== Your task ==
Return each entry below without any alteration.

== Given records ==
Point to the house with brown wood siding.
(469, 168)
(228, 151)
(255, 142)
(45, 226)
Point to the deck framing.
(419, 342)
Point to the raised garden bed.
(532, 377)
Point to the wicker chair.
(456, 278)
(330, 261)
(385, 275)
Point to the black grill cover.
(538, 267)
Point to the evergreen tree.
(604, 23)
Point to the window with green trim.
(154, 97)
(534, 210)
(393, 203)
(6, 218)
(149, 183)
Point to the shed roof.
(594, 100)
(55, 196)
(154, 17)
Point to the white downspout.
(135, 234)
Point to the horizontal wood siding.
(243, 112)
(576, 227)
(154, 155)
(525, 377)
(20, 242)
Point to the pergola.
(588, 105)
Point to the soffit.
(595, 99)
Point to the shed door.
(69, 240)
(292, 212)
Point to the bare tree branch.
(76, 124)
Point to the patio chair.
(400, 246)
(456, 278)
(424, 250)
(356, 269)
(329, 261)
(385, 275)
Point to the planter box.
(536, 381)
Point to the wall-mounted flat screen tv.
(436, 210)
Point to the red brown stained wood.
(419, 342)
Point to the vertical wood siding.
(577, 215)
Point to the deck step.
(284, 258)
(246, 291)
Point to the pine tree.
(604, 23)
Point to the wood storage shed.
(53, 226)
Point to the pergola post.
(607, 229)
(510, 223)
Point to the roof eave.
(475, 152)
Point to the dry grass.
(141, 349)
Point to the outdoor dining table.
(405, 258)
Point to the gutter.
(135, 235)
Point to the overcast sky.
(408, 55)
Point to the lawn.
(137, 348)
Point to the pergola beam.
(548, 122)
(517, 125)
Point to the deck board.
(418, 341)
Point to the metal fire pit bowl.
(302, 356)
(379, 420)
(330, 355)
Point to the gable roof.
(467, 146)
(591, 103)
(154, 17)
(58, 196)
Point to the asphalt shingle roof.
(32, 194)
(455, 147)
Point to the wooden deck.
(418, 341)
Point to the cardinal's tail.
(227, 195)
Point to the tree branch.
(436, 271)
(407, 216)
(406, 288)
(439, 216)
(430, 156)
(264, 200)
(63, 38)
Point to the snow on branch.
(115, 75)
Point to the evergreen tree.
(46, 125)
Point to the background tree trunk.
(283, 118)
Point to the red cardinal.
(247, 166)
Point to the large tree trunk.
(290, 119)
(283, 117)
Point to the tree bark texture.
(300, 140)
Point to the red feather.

== Answer to the problem ==
Point to the house with brown wood siding.
(469, 168)
(228, 151)
(255, 142)
(45, 226)
Point to the deck framing.
(419, 342)
Point to the raised garden bed.
(532, 377)
Point to the wicker chair.
(456, 278)
(330, 261)
(385, 275)
Point to the black grill cover.
(538, 267)
Point to the evergreen tree.
(604, 23)
Point to the window with green trim.
(154, 97)
(534, 210)
(393, 203)
(6, 218)
(149, 183)
Point to the shed roof.
(594, 100)
(55, 196)
(154, 17)
Point to the white downspout.
(135, 234)
Point to the horizontal wood siding.
(243, 112)
(576, 227)
(154, 155)
(525, 377)
(20, 242)
Point to the pergola.
(588, 105)
Point to the soffit.
(595, 99)
Point to the shed door.
(69, 240)
(292, 212)
Point to the bare tree branch.
(76, 124)
Point to the patio chair.
(400, 246)
(456, 278)
(424, 250)
(356, 269)
(329, 261)
(385, 275)
Point to the planter box.
(536, 381)
Point to the wall-mounted flat screen tv.
(436, 210)
Point to the red brown stained wood.
(419, 342)
Point to the vertical wood siding.
(577, 215)
Point to the deck step.
(284, 258)
(246, 291)
Point to the pine tree.
(604, 23)
Point to the wood storage shed.
(53, 226)
Point to the pergola post.
(607, 229)
(510, 223)
Point to the roof eave.
(475, 152)
Point to the dry grass.
(141, 349)
Point to the outdoor dining table.
(405, 258)
Point to the gutter.
(135, 235)
Point to the overcast sky.
(408, 55)
Point to the lawn.
(137, 348)
Point to the pergola beam.
(548, 122)
(517, 125)
Point to the deck board.
(418, 341)
Point to the metal fire pit bowl.
(302, 356)
(379, 420)
(330, 355)
Point to the gable roof.
(467, 146)
(591, 103)
(154, 17)
(58, 196)
Point to the asphalt shingle roof.
(32, 194)
(455, 147)
Point to the wooden deck.
(418, 341)
Point to the cardinal's tail.
(227, 195)
Point to the tree branch.
(436, 271)
(407, 216)
(406, 288)
(439, 216)
(430, 156)
(264, 200)
(63, 38)
Point to the snow on branch.
(115, 75)
Point to the evergreen tree.
(46, 125)
Point to the background tree trunk.
(283, 118)
Point to the red cardinal.
(247, 166)
Point to the large tree trunk.
(290, 119)
(283, 117)
Point to the tree bark texture.
(300, 140)
Point to the red feather.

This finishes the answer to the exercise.